Let me say that after playing with this for a week, I don't think raising
JINETD to the B queue is as dangerous or as deleterious as James suggests. I
wouldn't have suggested the "fix" if I could have discovered any truly
negative aspects to raising JINETD's priority. And it does completely cure
the logon problem, which can be a serious problem in some circumstances.

James' note addresses several services: Telnet, FTP, SAMBA, BOOTP, and VT. I
can only speak directly about telnet and FTP because those are the only two
that we use on our HP3000s. The others are "black boxes" to me, and that is a
concern that should be taken into account in your considerations.

There are two attributes to a process: its priority and the amount time it is
executed. James addressed the first. JINETD is now a high priority process,
generally in the nature of B149 to B152 (Glance itself runs at B100).
Nonetheless, when JINETD is moved to the B queue, its system utilization
remains so small that it falls below Glance's threshold and doesn't appear on
the list of executing processes. Duration-of-execution is at least as
important as priority. If a process is very rarely executed, and its
execution times are very short, B queue residency is no sin. Indeed, that is
exactly the kind of process you want to put into the B queue: very high
piority, very short, in-and-out processes.

The only exception I've found to that statement is every once and a while
during an FTP logoff a process named "TCPSIP" uses ~1.1% of CPU at the B149
level to do some sort of housecleaning. Otherwise, telnet logons and logoffs
never seem to gather sufficient resource utilizations to break Glance's
reporting threshold (0.1%?).

These CPU utilization rates for JINETD appear to be the same whether JINETD
is being run out of the C or B queue.


James and Donna write:

> > I would suggest you pursue an enhancement request for INETD to increase
>  > the functionality to support running INETD as a system process and
>  > create the service processes at the appropriate user priority levels.
>  > I have recommended this solution in the past SR 4701-371708 but I was
>  > disappointed with the final ";PRI=CS" solution.  I would suggest a new
>  > SR - Enhancement Request be submitted and of course talk up this need
>  > at HP-World.

>  Pass a priority to services launched by INETD via a parameter rather than
>  allowing simple inheritance from the priority of the root INETD process.
>  (votes: 36)

I'm not sure if I understand this or not, but this may already be corrected.
We tend to run the latest telnet patches and I have no machine that's not on
the latest patch,  so we may not be a good test for the above comment.
Nonetheless, we've been running JINETD in the B queue for about a week now.
When I launch a 3000-to-3000 FTP command in the C queue on 6.5, the FTP
process is run in the C queue (the originating queue), not the root (B
queue). Indeed, other than at FTP's launch or closure, do you ever get the
slightest hint that JINETD is in the B. The same is exactly true when I
launch FTP as a job. The processes are solidly in the D queue (D202), exactly
where I would expect them to be.

Because we run our HP3000s with non-overlapping queues, it's easy to
demonstrate that the B-queue JINETD launched FTP process is truly in the D.

### DATA

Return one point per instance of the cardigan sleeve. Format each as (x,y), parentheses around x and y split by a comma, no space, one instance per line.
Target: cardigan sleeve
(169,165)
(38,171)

### WRITTEN PROBLEM
In the note about running JINETD in the B queue, at what priority does Glance itself run?

### WRITTEN SOLUTION
B100